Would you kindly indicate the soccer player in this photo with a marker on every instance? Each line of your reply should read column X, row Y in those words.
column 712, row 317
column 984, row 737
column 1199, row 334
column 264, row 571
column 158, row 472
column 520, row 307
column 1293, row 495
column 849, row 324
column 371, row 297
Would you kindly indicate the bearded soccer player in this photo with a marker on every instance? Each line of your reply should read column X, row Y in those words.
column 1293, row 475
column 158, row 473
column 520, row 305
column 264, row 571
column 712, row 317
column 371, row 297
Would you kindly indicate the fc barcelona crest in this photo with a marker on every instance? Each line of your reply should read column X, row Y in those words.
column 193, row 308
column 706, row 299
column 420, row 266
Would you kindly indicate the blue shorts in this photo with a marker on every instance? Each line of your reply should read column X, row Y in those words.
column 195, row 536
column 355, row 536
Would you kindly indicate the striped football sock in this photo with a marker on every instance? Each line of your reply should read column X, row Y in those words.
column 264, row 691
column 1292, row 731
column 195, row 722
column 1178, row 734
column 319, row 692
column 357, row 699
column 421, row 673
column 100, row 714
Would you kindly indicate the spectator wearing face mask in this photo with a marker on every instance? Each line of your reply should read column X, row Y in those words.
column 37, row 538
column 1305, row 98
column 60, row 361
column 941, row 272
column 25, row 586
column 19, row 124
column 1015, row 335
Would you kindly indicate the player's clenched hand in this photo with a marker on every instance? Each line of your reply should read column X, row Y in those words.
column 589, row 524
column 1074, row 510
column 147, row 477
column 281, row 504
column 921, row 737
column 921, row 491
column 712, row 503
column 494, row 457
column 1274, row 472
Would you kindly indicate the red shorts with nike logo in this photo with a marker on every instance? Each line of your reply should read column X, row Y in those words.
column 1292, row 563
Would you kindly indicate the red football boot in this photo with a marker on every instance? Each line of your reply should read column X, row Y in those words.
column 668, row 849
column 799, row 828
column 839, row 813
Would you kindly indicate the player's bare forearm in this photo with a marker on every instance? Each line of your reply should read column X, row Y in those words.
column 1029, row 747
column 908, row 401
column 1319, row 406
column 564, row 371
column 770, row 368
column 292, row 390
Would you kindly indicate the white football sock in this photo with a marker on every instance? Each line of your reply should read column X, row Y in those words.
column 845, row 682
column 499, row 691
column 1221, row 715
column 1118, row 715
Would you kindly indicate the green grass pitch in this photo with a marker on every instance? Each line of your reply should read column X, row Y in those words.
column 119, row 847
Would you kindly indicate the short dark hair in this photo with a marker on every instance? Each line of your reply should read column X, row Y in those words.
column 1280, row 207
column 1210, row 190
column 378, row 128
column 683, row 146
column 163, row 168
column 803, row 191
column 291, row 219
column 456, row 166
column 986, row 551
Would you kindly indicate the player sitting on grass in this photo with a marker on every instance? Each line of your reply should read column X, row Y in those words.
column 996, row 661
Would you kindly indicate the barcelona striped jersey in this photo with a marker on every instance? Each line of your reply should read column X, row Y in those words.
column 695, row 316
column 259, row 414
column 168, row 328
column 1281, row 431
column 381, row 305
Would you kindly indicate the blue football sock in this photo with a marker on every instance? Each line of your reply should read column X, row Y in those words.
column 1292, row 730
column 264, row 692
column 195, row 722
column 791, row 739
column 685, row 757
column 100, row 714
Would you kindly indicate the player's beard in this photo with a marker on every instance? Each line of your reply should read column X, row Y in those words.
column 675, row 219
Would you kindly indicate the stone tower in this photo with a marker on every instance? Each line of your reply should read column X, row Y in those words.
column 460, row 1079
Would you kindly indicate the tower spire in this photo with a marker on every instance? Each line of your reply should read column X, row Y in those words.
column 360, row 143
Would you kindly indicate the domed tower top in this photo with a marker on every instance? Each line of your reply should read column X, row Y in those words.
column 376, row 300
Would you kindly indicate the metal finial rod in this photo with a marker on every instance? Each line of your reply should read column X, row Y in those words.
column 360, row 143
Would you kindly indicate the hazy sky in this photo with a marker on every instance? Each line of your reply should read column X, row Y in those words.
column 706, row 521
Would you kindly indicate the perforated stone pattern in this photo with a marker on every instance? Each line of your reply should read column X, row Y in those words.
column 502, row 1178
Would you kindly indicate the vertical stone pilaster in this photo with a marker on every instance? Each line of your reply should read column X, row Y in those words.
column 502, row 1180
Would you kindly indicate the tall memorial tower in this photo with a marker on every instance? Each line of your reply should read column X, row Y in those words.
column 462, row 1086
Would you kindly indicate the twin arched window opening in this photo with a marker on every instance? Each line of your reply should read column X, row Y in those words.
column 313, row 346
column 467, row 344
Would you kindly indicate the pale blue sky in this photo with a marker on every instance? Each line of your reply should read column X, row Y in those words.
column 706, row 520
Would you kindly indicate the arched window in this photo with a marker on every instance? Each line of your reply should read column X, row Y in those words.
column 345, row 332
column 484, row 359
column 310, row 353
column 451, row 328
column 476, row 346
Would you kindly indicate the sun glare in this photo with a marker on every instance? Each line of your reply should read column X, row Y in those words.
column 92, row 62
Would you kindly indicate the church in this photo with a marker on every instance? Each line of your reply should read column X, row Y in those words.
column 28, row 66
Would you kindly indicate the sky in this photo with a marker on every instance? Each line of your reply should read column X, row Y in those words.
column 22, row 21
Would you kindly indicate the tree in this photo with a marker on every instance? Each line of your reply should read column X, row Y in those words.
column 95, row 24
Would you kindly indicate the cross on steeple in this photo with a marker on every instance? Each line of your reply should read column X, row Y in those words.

════════════════

WORK INSTRUCTION
Return exactly the run of lines that opens with the one containing "Would you kindly indicate the twin" and closes with the last line of the records above.

WRITTEN REPLY
Would you kindly indicate the twin arched window opening in this photo with a marker on every instance? Each line of your reply should read column X, row Y in those words.
column 313, row 346
column 467, row 344
Would you kindly indicate the pale blue sky in this photo with a marker on every instance? Each line of your reply should read column X, row Y in those words.
column 706, row 520
Would you kindly indicate the arched window in this photo with a marker on every instance? Each line of your reply should read column X, row Y in those words.
column 345, row 332
column 484, row 359
column 310, row 353
column 451, row 328
column 476, row 346
Would you kindly indicate the sun glare in this photo with a marker on every instance? Each line of your reply should read column X, row Y in those words.
column 92, row 62
Would you kindly indicate the church in this photo with a marker on every instance? Each line of your reply should read column X, row Y in those words.
column 28, row 66
Would you kindly indicate the sky in this photo with a marker on every instance? Each line of your reply should read column X, row Y in those words.
column 22, row 21
Would you kindly indicate the tree in this photo with a marker on every instance? Each line of your reply should read column X, row Y in those words.
column 95, row 24
Would you kindly indicate the cross on steeple in this photo with a marker on every instance? Each line of your reply should read column X, row Y in those words.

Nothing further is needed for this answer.